In the post on using Terraform with libvirt below, copy everything from "Now, credit where" down to "today, here’s how." word for word.

>> begin Extract provided

Using Terraform with libvirt in 2022

2022/12/24

Introduction

Following on with the theme of “looking for things to use my new server for” I decided to look and see what other options were out there for managing and provisioning VMs. While Vagrant and Ansible together are fantastic at this, Vagrant really isn’t a good option for “production” VMs (production in quotes here because… it’s my lab server and production is quite relative in that context). I use a lot of Terraform in my day job so I thought I’d look to see if there was a libvirt or kvm provider for it, turns out there is but it’s a little… well, we’ll call it undermaintained as it’s not quite dead but the development of it seems to have slowed considerably in the last year. You can find the provider here.

Now, credit where credit is due. This provider works very well, it’s just that it appears to be a side project for a single developer and we all know we have infinite time for these kinds of things so it’s probably just something that’s fallen on the back burner for one reason or another. That said, with a little tinkering and outside the box thinking, we can still use this provider today, here’s how.

Getting Started

You’ll need a couple of things to get started:

Terraform

I’ve come to like tfenv for installing and managing Terraform executables on my system. I recommend installing it and then using it to install the latest Terraform version. Installation steps are in the README.md found at the link above but here’s a summary for the lazy folks who are also on MacOS.

>> end Extract provided
>> begin Given material

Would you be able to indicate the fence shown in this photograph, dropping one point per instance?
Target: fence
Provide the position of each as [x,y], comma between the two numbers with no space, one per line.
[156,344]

>> end Given material

▶ **Answer to this exercise**
Now, credit where credit is due. This provider works very well, it’s just that it appears to be a side project for a single developer and we all know we have infinite time for these kinds of things so it’s probably just something that’s fallen on the back burner for one reason or another. That said, with a little tinkering and outside the box thinking, we can still use this provider today, here’s how.